• **PAGE EXTRACT**:

§

Internet-Draft           VI / TCP (Internet VI)       November 17, 2000

2.2.2.2.6.  Note on Outstanding RDMA Reads

     For each RDMA Read Request received, memory allocated for the
request must be held until the response is acknowledged.  The number of
outstanding RDMA Reads must be limited to control resource exhaustion.
Discarding excessive RDMA Reads pending completions of outstanding
requests does not seem viable in the absence of a deadlock avoidance
mechanism.  The VI/TCP Protocol provided negotiation of the number of
outstanding RDMA Reads during connection establishment.  This number
represents a per VI limit and the negotiated value remains for the
lifetime of the VI/TCP connection.

3.  The VI/TCP Protocol

     This section provides the VI/TCP protocol data unit formats.  All
multibyte formats are to be represented in network byte order (i.e.,
big-endian).  Each VI PDU contains a VI Segment Header. Optionally, 
an RDMA Header or CE (connection establishment) Header may be present. 
The VI Segment Header provides sufficient features to support non-
RDMA send/receives.  The RDMA Header must be included for RDMA 
transfers.  The CE Header must be included for connection 
establishment.   The TCP layer provides a reliable data stream
connection and the VI segments are placed in this stream.

§

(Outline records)
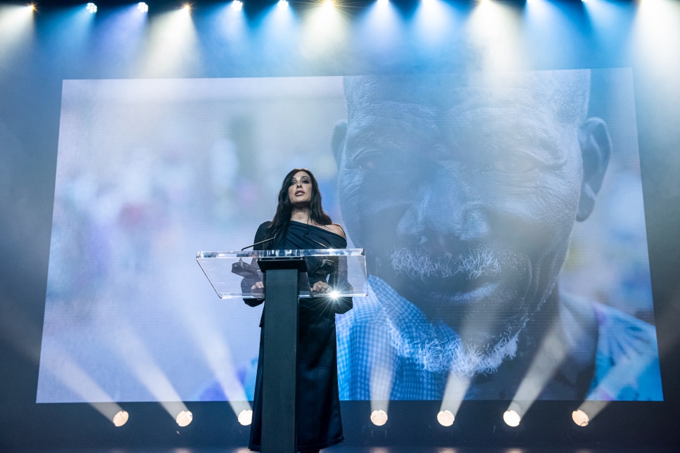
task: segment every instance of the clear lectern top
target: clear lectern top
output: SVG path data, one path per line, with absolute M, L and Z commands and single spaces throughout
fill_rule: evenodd
M 306 272 L 300 272 L 298 280 L 301 298 L 366 295 L 366 257 L 363 248 L 199 252 L 196 256 L 222 299 L 263 297 L 262 290 L 253 288 L 256 281 L 262 281 L 258 260 L 301 258 L 304 259 L 307 267 Z M 321 281 L 330 290 L 313 292 L 312 286 Z

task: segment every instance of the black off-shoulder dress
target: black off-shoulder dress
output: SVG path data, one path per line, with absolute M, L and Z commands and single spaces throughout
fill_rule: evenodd
M 254 242 L 264 240 L 269 224 L 267 222 L 260 225 Z M 320 243 L 328 248 L 347 247 L 347 241 L 341 236 L 323 228 L 293 221 L 282 240 L 277 239 L 273 246 L 265 245 L 265 248 L 279 250 L 323 248 Z M 256 248 L 261 249 L 261 245 Z M 310 280 L 313 284 L 313 276 L 310 276 Z M 254 307 L 262 303 L 262 300 L 248 299 L 246 303 Z M 317 450 L 344 440 L 338 394 L 335 315 L 351 308 L 351 298 L 341 298 L 335 301 L 326 298 L 300 299 L 296 402 L 298 451 Z M 264 316 L 260 327 L 263 320 Z M 256 452 L 260 451 L 262 433 L 263 337 L 260 334 L 253 423 L 248 445 Z

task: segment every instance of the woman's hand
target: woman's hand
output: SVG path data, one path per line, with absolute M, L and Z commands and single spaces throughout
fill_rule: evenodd
M 330 286 L 323 281 L 317 281 L 312 286 L 313 293 L 327 293 L 329 291 L 331 291 Z

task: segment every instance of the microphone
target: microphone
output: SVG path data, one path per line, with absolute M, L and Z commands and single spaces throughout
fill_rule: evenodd
M 305 235 L 305 236 L 306 236 L 306 235 Z M 322 247 L 323 247 L 324 248 L 328 248 L 328 245 L 324 245 L 324 244 L 322 244 L 322 243 L 321 243 L 320 242 L 319 242 L 318 241 L 315 241 L 315 240 L 314 240 L 314 239 L 313 239 L 312 238 L 309 238 L 309 237 L 308 237 L 307 238 L 308 238 L 308 239 L 309 241 L 311 241 L 312 242 L 315 242 L 315 243 L 317 243 L 317 244 L 319 244 L 320 245 L 321 245 L 321 246 L 322 246 Z
M 241 249 L 241 251 L 242 252 L 244 250 L 246 250 L 246 248 L 250 248 L 251 247 L 255 247 L 256 245 L 259 245 L 260 244 L 263 244 L 265 242 L 269 242 L 270 241 L 274 241 L 275 239 L 276 239 L 276 235 L 275 234 L 274 235 L 274 237 L 270 238 L 269 239 L 265 239 L 264 241 L 260 241 L 260 242 L 256 242 L 254 244 L 252 244 L 251 245 L 248 245 L 248 247 L 244 247 L 243 248 Z M 315 242 L 316 242 L 316 241 L 315 241 Z

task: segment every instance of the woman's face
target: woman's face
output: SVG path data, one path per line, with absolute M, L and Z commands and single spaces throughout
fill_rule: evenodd
M 298 172 L 291 178 L 288 198 L 292 205 L 309 204 L 312 199 L 312 179 L 306 172 Z

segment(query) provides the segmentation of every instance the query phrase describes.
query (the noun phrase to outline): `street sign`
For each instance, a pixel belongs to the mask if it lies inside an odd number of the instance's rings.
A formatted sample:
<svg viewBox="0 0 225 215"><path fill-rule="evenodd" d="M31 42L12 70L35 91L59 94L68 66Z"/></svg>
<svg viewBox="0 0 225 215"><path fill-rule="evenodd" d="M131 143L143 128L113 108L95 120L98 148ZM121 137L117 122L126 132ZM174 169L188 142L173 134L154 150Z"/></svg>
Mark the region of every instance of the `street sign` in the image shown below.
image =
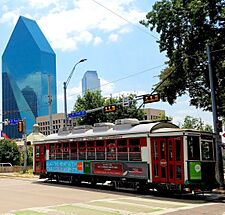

§

• **THINGS TO DO**:
**A.** Which headers does the draft excerpt say a VI PDU can contain? Name each one.
**B.** Pull out each line of the listing in which the word "sign" occurs.

• **THE SOLUTIONS**:
**A.** VI Segment Header, RDMA Header, CE (connection establishment) Header

**B.**
query (the noun phrase to outline): `street sign`
Mark the region of every instance of the `street sign` in the image shown below.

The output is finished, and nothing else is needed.